Stored data entries:

┌──

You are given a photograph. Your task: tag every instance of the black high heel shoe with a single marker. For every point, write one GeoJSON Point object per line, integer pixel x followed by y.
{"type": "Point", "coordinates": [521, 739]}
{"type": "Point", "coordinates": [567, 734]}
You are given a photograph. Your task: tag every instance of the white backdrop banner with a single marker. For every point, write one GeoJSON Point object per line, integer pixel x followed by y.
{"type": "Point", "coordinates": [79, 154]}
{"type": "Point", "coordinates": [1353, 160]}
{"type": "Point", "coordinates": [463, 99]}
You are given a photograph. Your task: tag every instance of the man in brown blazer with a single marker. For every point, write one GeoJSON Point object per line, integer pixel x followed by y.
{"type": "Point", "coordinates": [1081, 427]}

└──

*REQUIREMENT:*
Restating every entry above word for word is the whole task.

*RESULT BELOW:*
You are given a photograph. Your task: tag every instance of the black high heel shoe with a single marker. For every point, write one GeoJSON Point object per line, integer pixel x followed by y.
{"type": "Point", "coordinates": [521, 739]}
{"type": "Point", "coordinates": [567, 734]}
You are given a photograph. Your task: tag every instance of the white backdrop banner with a single marker. For every point, write one GeoJSON Point object per line, integer pixel x followed by y.
{"type": "Point", "coordinates": [79, 154]}
{"type": "Point", "coordinates": [1353, 160]}
{"type": "Point", "coordinates": [463, 99]}
You are given a photograph. Your task: tag every instance of the man in brown blazer with a single marker. For every point, write one GeoJSON Point object per line, integer pixel x followed by y.
{"type": "Point", "coordinates": [1081, 427]}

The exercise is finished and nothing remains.